• **Assigned task**:
The entries are to be output in full, word for word.

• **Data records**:
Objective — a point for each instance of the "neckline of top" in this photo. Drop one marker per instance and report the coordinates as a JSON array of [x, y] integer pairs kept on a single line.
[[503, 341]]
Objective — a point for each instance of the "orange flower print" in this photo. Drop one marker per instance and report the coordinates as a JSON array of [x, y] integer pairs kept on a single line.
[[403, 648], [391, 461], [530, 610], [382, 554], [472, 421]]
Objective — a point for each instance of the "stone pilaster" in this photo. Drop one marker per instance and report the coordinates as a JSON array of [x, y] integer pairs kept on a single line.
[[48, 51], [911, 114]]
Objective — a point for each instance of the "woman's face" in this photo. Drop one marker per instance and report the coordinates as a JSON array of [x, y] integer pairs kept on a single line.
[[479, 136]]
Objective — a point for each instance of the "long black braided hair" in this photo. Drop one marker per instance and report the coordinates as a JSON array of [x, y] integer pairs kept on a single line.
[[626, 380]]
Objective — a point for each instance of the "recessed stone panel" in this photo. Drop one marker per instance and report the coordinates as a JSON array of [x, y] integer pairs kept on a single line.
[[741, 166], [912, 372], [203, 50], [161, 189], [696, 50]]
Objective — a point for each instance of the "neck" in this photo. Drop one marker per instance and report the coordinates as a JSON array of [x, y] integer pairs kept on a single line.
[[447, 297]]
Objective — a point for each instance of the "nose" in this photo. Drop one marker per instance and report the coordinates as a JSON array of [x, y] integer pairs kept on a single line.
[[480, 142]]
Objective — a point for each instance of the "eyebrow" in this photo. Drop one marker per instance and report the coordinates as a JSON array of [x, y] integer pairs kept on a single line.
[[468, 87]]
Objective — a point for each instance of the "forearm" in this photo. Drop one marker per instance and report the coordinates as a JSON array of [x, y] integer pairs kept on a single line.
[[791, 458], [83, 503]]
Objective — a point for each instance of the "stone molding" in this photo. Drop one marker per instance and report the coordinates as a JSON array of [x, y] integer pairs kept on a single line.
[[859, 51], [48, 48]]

• **Answer to this problem**:
Objective — a point for each instance of the "neckline of top" in this photo. Drop one marker per instance and report the coordinates as a JSON array of [x, y] integer pairs kept on a single line.
[[503, 341]]
Objective — a point for each instance of the "orange flower print" in this photo. Drop one marker per instance and report the coordinates as a JSON array of [x, y] integer pairs kept on a single line.
[[403, 648], [391, 461], [530, 610], [382, 554], [472, 421]]
Objective — a point for each instance of the "stone pilaster" in this photo. Drop one marker per instance and report the coordinates as a JSON array of [x, y] integer pairs kept on a single line.
[[48, 51], [911, 114]]
Objective — a point for each instance of the "woman's face" in this photo. Drop one marker per instance and report the coordinates as a JSON array of [x, y] integer pairs kept on a single line.
[[479, 136]]
Objective — a point for each instance of the "long black braided hair" in this photo. Drop one marker per instance and report the coordinates as a JSON array of [x, y] integer pairs kept on a single line.
[[626, 380]]
Objective — a point for each instance of the "recessed stone panel" in this photo. Drop one marker per instance and report the coordinates as a JSON array of [x, y] integer pairs kept on a single line.
[[741, 166], [912, 372], [203, 50], [161, 189], [696, 50]]
Objective — a point for each instance of the "neck" in this photo. Drop one marker per instance and report the coordinates as a JSON array of [x, y] integer pairs kept on a single line.
[[447, 297]]
Objective — a point for each instance of the "nose" in this photo. Drop one marker per instance and report the coordinates as a JSON array of [x, y] integer pairs kept on a single line.
[[480, 142]]
Objective — a point for each instance of the "eyebrow" in this photo. Drop one marker per instance and report the coordinates as a JSON array of [x, y] integer pairs kept on a single line.
[[468, 87]]
Objective — a point for each instance of the "forearm" in this photo. Drop one marker per instance and report the coordinates as a JSON array of [x, y] integer pairs kept on a single line.
[[791, 458], [83, 503]]
Objective — a point for each instance of the "stone molding" in this photo. Drop one marker per instance and report the coordinates as a JSON array of [x, y] integer pairs kept on a single line.
[[859, 51], [48, 48]]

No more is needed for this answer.